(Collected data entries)

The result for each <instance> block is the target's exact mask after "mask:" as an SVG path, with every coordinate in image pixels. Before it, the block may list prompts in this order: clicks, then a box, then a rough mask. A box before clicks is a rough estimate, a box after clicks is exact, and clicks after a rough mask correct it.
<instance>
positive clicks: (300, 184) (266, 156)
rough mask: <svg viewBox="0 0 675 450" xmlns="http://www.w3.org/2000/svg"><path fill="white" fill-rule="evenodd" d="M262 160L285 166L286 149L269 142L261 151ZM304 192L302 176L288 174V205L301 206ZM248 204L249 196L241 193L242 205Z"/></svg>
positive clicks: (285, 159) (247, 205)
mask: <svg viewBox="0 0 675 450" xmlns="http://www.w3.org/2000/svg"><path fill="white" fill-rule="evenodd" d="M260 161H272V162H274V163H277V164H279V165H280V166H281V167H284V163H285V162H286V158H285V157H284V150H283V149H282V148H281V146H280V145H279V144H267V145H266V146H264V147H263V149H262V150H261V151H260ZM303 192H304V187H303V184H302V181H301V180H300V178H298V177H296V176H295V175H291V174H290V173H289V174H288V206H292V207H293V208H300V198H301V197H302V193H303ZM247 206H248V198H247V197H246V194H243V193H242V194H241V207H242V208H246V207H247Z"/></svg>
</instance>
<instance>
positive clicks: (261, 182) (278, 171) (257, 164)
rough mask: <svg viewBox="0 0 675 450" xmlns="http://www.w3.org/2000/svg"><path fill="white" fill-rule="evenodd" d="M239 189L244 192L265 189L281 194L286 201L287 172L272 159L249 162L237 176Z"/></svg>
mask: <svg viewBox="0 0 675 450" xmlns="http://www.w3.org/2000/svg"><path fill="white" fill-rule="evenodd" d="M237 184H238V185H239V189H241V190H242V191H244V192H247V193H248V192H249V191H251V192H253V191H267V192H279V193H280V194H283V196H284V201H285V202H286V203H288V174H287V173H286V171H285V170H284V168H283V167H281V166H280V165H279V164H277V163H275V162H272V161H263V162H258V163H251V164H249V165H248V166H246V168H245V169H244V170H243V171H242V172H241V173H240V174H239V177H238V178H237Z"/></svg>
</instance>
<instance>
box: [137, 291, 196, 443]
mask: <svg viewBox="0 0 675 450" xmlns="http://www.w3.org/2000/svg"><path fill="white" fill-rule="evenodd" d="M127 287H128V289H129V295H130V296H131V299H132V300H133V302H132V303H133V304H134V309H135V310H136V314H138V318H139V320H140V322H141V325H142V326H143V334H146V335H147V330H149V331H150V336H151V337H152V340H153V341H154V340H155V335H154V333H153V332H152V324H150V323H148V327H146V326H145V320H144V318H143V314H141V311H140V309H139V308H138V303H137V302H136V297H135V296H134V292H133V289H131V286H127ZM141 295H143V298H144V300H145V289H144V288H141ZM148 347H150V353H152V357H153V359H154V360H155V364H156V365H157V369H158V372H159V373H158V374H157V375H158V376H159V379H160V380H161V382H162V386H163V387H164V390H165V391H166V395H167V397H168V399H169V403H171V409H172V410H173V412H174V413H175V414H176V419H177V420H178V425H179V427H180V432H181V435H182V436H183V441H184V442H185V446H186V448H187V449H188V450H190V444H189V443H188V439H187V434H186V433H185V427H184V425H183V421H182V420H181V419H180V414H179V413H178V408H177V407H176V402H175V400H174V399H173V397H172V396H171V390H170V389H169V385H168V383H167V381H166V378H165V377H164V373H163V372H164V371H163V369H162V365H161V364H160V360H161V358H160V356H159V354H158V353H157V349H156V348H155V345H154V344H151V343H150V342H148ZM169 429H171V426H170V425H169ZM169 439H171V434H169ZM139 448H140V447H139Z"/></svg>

Task item: Give a word-for-word copy of the records.

Response:
The result for each <instance> block is the target's exact mask after "mask:" as an SVG path, with every coordinate in image pixels. Before it, the block may list prompts in this order: clicks, then a box, then a rough mask. A box before clicks is a rough estimate, a box after clicks is exact, and clicks after a rough mask correct it.
<instance>
positive clicks: (300, 184) (266, 156)
rough mask: <svg viewBox="0 0 675 450" xmlns="http://www.w3.org/2000/svg"><path fill="white" fill-rule="evenodd" d="M262 160L285 166L286 149L269 142L261 151ZM304 192L302 176L288 174V205L301 206ZM248 204L249 196L241 193L242 205Z"/></svg>
positive clicks: (285, 159) (247, 205)
mask: <svg viewBox="0 0 675 450" xmlns="http://www.w3.org/2000/svg"><path fill="white" fill-rule="evenodd" d="M260 161H272V162H274V163H277V164H279V165H280V166H281V167H284V163H285V162H286V158H285V157H284V150H283V149H282V148H281V146H280V145H279V144H267V145H266V146H264V147H263V149H262V150H261V151H260ZM303 192H304V187H303V184H302V181H301V180H300V178H298V177H296V176H295V175H291V174H290V173H289V174H288V206H292V207H293V208H300V198H301V197H302V193H303ZM247 206H248V198H247V197H246V194H243V193H242V194H241V207H242V208H246V207H247Z"/></svg>
</instance>
<instance>
positive clicks: (261, 182) (278, 171) (257, 164)
rough mask: <svg viewBox="0 0 675 450" xmlns="http://www.w3.org/2000/svg"><path fill="white" fill-rule="evenodd" d="M239 189L244 192L265 189L281 194L286 201L287 172L272 159L249 162L237 176Z"/></svg>
mask: <svg viewBox="0 0 675 450" xmlns="http://www.w3.org/2000/svg"><path fill="white" fill-rule="evenodd" d="M237 184H238V185H239V189H241V190H242V191H244V192H247V193H248V192H249V191H251V192H253V191H267V192H279V193H280V194H283V196H284V201H285V202H286V203H288V174H287V173H286V171H285V170H284V168H283V167H281V166H280V165H279V164H277V163H275V162H272V161H263V162H258V163H251V164H249V165H248V166H246V168H245V169H244V170H243V171H242V172H241V173H240V174H239V177H238V178H237Z"/></svg>
</instance>
<instance>
box: [137, 291, 196, 443]
mask: <svg viewBox="0 0 675 450" xmlns="http://www.w3.org/2000/svg"><path fill="white" fill-rule="evenodd" d="M127 287H128V289H129V295H130V296H131V299H132V300H133V302H132V303H133V304H134V309H135V310H136V314H138V318H139V320H140V322H141V325H142V326H143V334H146V335H147V330H149V331H150V336H151V337H152V340H153V341H154V340H155V335H154V333H153V332H152V324H150V323H148V327H146V326H145V320H144V318H143V314H141V311H140V309H139V308H138V303H137V302H136V297H135V296H134V292H133V289H131V286H127ZM141 295H143V298H144V300H145V289H144V288H141ZM148 347H150V353H152V357H153V359H154V360H155V364H156V365H157V369H158V372H159V373H158V374H157V375H158V376H159V379H160V380H161V382H162V386H163V387H164V390H165V391H166V395H167V397H168V399H169V403H171V409H172V410H173V412H174V413H175V414H176V419H177V420H178V425H179V427H180V432H181V435H182V436H183V441H184V442H185V446H186V448H187V449H188V450H190V444H189V443H188V439H187V434H186V433H185V427H184V425H183V421H182V420H181V419H180V414H179V413H178V408H177V407H176V402H175V400H174V399H173V397H172V396H171V390H170V389H169V385H168V383H167V381H166V378H165V377H164V373H163V372H164V371H163V369H162V365H161V364H160V360H161V358H160V356H159V354H158V353H157V349H156V348H155V345H154V344H151V343H150V342H148ZM169 429H171V426H170V425H169ZM169 439H171V434H169ZM139 448H140V447H139Z"/></svg>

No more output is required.